Work task
Starting at the line that contains "Reviewer check: make sure each instance of the horse's" in the listing below, write out every line word for word until you have written the line that contains "Reviewer check: make sure each instance of the white column".

Given information

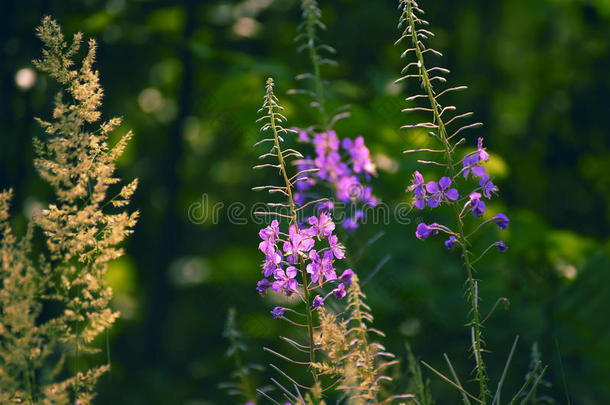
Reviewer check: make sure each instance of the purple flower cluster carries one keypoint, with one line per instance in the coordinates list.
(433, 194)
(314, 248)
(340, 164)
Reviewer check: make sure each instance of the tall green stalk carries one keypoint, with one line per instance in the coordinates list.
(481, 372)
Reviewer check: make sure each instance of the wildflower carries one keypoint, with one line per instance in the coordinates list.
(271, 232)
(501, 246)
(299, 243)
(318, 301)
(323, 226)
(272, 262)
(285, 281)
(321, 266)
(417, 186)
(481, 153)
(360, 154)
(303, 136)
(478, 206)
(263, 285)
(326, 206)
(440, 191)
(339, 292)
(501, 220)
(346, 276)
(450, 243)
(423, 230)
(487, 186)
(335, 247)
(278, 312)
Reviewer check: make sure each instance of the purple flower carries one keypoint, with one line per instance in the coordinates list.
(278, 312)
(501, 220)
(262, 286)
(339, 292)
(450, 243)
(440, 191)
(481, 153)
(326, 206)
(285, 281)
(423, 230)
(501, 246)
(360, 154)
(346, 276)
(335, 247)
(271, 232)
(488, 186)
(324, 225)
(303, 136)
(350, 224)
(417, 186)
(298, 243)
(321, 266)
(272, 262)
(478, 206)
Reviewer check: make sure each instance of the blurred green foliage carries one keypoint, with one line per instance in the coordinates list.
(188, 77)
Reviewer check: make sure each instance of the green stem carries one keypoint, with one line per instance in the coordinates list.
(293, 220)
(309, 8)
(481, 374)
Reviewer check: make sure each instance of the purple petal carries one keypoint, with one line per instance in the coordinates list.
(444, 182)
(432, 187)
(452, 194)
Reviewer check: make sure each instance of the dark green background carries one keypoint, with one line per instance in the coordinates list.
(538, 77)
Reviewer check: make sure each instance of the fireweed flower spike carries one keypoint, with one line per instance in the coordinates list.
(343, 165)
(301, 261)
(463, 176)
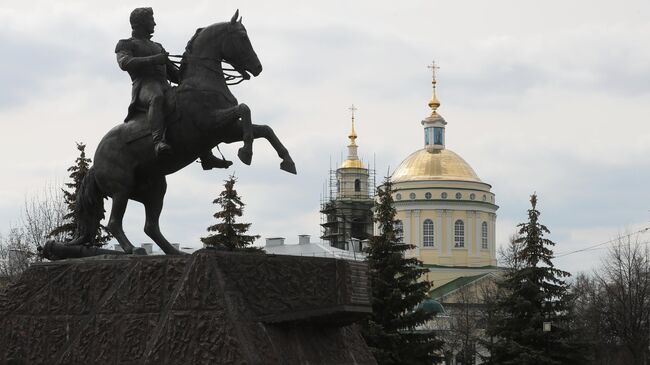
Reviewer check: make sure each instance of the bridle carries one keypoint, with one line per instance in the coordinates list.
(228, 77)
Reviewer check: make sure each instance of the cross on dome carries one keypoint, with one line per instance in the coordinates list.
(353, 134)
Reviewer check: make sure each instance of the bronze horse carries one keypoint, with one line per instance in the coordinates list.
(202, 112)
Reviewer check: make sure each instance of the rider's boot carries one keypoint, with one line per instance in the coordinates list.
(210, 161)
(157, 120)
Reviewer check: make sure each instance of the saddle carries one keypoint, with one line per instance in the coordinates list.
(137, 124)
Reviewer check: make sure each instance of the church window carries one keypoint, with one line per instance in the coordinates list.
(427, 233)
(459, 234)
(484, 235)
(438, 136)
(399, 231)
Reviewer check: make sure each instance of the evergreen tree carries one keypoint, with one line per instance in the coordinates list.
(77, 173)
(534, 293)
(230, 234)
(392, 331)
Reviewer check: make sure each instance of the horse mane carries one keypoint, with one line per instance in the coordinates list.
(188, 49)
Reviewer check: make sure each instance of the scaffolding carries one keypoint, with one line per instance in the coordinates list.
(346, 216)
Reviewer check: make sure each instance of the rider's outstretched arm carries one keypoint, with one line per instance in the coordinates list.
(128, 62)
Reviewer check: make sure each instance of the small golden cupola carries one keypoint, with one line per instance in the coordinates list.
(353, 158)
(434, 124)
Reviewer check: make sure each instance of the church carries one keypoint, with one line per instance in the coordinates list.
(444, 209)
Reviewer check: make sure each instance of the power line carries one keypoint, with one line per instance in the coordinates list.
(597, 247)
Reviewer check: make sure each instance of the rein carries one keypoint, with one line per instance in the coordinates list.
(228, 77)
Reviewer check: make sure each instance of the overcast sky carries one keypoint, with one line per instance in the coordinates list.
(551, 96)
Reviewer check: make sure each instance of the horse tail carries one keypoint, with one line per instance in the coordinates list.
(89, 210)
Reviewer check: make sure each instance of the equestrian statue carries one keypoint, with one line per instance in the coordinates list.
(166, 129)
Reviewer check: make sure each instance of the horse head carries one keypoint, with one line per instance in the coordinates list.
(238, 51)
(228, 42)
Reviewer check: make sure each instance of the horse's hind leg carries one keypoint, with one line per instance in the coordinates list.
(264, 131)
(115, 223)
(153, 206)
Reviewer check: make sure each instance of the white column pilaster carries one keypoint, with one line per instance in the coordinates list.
---
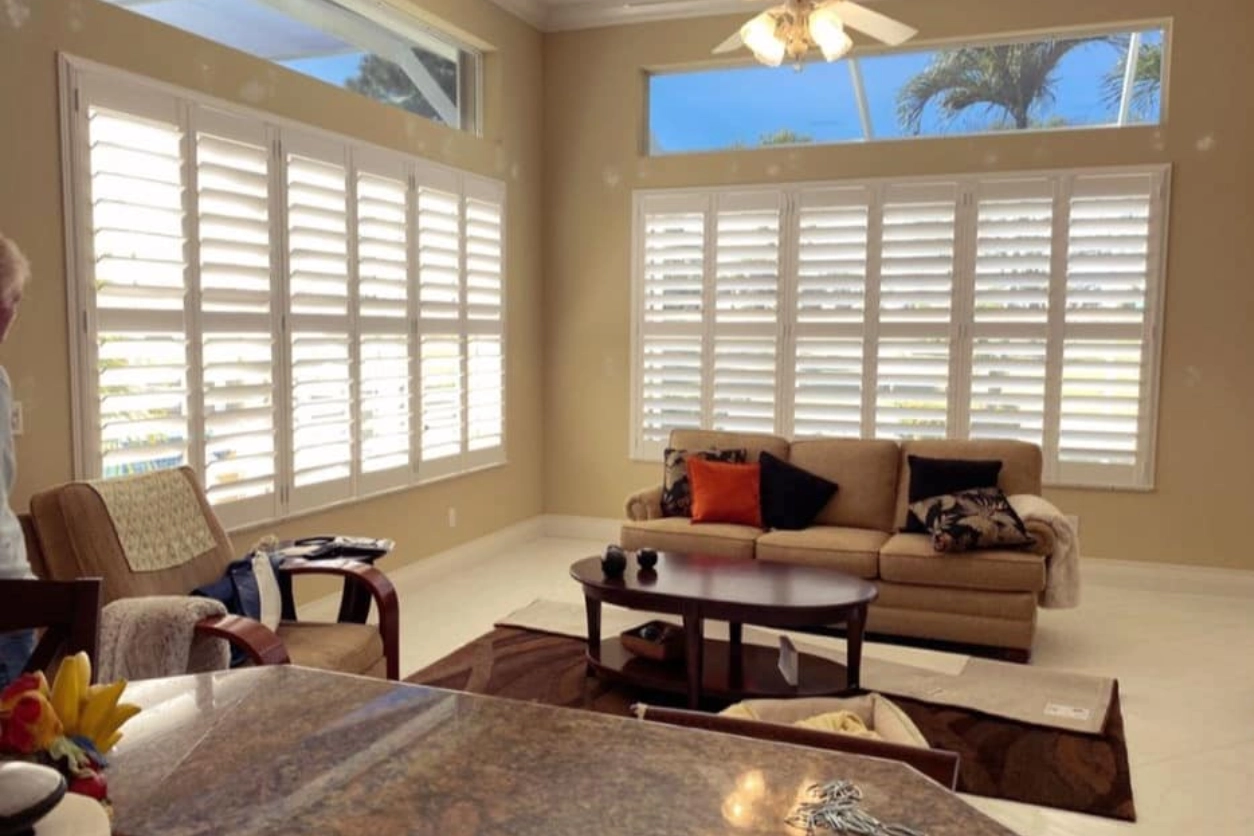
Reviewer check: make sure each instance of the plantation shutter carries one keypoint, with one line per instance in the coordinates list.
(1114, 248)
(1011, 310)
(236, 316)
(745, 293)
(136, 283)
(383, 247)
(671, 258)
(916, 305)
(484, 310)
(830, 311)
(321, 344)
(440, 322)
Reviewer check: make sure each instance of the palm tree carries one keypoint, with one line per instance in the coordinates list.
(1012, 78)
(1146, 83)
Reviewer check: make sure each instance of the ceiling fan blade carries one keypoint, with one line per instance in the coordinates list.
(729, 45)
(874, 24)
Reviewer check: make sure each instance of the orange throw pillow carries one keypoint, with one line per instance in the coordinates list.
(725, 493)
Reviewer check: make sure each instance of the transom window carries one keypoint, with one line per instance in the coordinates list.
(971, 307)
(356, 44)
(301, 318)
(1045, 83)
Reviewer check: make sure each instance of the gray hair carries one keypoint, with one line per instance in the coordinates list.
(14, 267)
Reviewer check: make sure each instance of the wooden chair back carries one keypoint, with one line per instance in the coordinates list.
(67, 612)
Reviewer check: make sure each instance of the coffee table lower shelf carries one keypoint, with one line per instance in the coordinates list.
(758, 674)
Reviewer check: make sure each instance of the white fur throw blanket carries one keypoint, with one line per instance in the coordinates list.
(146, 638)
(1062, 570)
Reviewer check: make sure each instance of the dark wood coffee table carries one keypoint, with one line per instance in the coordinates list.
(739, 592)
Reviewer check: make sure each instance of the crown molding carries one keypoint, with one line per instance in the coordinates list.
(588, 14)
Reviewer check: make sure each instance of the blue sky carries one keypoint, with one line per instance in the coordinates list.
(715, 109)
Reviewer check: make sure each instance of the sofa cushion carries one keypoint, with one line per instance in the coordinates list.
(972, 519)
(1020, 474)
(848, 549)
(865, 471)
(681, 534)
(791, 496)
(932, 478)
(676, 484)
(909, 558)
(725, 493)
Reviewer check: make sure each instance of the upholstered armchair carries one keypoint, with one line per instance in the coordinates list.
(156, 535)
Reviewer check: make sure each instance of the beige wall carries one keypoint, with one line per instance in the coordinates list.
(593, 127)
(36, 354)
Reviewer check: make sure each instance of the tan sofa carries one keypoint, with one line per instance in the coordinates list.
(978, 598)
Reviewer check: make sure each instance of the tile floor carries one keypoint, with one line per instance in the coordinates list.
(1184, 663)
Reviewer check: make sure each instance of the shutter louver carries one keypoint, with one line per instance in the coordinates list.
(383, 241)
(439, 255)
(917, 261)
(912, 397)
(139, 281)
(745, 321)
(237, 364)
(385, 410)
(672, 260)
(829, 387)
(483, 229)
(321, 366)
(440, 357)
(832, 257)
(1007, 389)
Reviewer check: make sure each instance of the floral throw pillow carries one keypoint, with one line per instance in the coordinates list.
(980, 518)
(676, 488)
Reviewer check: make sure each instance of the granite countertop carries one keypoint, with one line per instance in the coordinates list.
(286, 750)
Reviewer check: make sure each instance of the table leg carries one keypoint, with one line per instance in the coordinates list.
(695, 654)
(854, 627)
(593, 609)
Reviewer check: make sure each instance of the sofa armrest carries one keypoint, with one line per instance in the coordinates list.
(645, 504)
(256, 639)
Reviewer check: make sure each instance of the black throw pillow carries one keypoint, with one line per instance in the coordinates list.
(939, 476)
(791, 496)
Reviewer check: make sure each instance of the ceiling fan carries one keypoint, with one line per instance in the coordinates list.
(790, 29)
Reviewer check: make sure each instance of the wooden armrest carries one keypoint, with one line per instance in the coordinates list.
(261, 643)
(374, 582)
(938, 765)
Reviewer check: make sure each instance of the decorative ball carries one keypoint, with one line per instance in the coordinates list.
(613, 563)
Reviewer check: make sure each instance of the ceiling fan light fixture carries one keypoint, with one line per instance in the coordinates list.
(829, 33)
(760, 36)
...
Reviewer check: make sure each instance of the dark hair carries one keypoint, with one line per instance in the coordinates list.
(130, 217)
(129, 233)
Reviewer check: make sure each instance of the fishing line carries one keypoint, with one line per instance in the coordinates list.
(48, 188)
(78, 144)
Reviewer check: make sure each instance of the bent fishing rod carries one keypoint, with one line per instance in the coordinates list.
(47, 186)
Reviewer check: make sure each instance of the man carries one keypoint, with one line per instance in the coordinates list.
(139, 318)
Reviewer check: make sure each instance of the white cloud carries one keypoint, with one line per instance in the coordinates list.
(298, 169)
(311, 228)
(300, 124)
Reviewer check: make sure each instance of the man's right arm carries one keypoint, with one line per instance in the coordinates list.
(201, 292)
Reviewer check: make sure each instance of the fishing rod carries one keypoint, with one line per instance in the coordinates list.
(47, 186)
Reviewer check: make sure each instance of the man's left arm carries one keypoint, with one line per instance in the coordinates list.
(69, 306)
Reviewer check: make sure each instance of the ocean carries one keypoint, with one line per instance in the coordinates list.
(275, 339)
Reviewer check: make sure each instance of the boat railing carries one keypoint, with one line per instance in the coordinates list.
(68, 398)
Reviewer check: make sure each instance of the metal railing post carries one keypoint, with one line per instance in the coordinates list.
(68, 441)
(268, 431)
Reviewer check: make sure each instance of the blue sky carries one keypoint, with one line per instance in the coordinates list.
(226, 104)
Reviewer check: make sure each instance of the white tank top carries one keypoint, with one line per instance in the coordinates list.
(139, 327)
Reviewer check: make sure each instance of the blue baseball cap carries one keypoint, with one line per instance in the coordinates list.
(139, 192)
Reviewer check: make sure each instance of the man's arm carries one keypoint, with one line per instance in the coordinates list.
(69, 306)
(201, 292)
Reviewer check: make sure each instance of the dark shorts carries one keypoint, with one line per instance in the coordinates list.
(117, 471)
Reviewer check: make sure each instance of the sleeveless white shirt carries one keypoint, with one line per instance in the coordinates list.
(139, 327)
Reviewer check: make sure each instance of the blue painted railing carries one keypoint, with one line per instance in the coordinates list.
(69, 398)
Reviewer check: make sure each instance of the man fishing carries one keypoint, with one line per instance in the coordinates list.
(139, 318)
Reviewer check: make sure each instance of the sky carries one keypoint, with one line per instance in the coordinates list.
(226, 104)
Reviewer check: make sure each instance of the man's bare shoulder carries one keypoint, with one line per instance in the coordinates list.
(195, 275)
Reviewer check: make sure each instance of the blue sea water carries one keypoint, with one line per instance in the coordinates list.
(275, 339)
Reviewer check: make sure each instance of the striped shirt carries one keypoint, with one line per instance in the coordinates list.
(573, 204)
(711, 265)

Problem solution
Reviewer check: make sure each instance of the horse's hind leg carries one keypoint, with one line per instance in the coordinates list.
(264, 131)
(115, 223)
(153, 206)
Reviewer check: make sure each instance of the white column pilaster carries one keypoint, with one line per instance in the coordinates list.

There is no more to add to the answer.